**PROMPT**
Your job is to return every line of the listing holding the string "photo".

**PROVIDED RECORDS**

((

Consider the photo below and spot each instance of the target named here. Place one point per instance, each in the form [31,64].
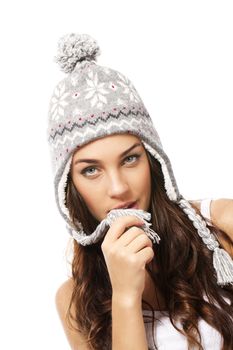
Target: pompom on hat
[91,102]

))
((

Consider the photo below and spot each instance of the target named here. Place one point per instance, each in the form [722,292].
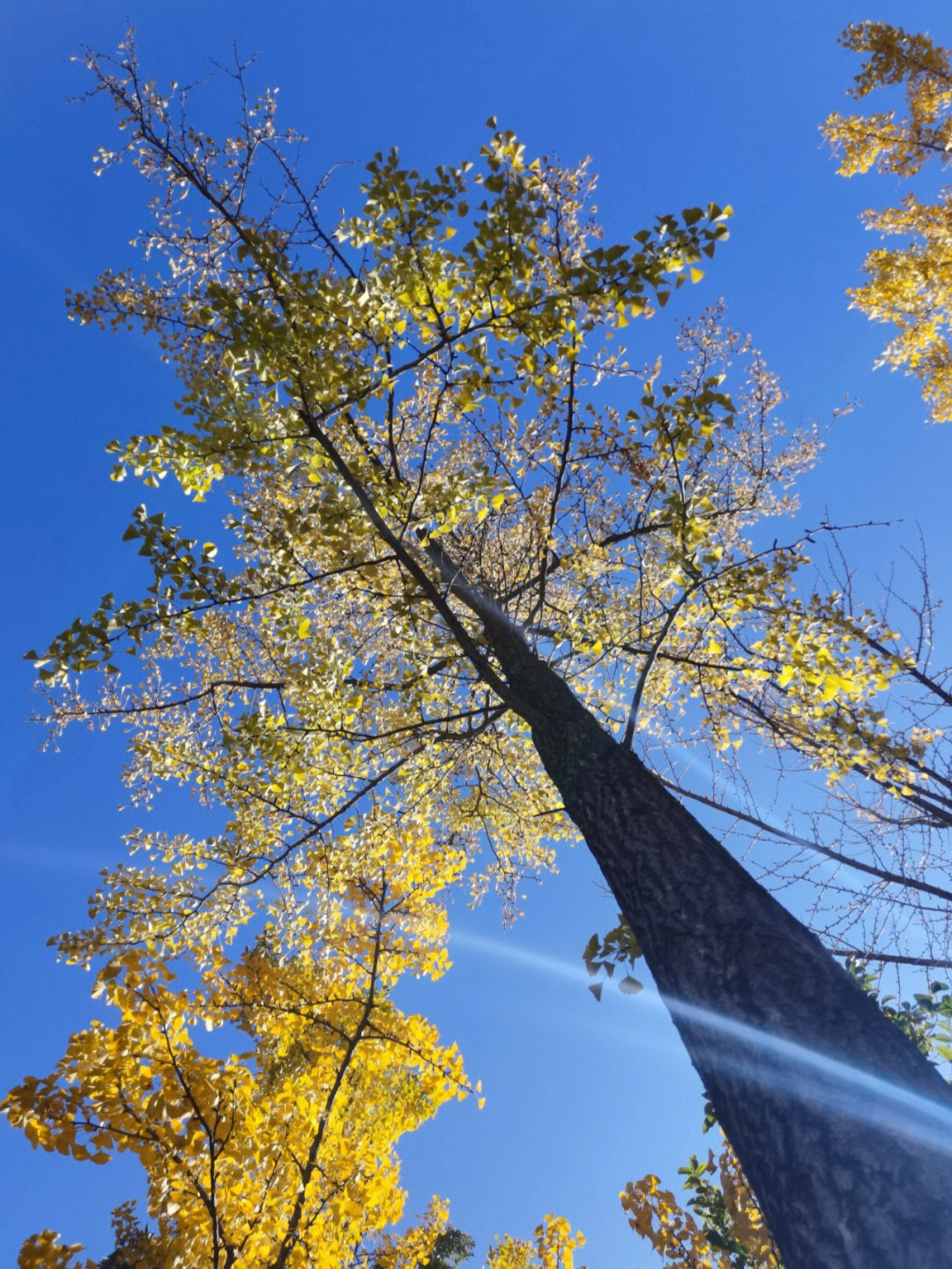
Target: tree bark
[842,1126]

))

**YOUR SOLUTION**
Consider the photo below and spot each instance of the target named here. Place one point per instance, each in the form [31,64].
Consider the photo below and spot each instance of the target named here. Place one point per instance, each in the form [722,292].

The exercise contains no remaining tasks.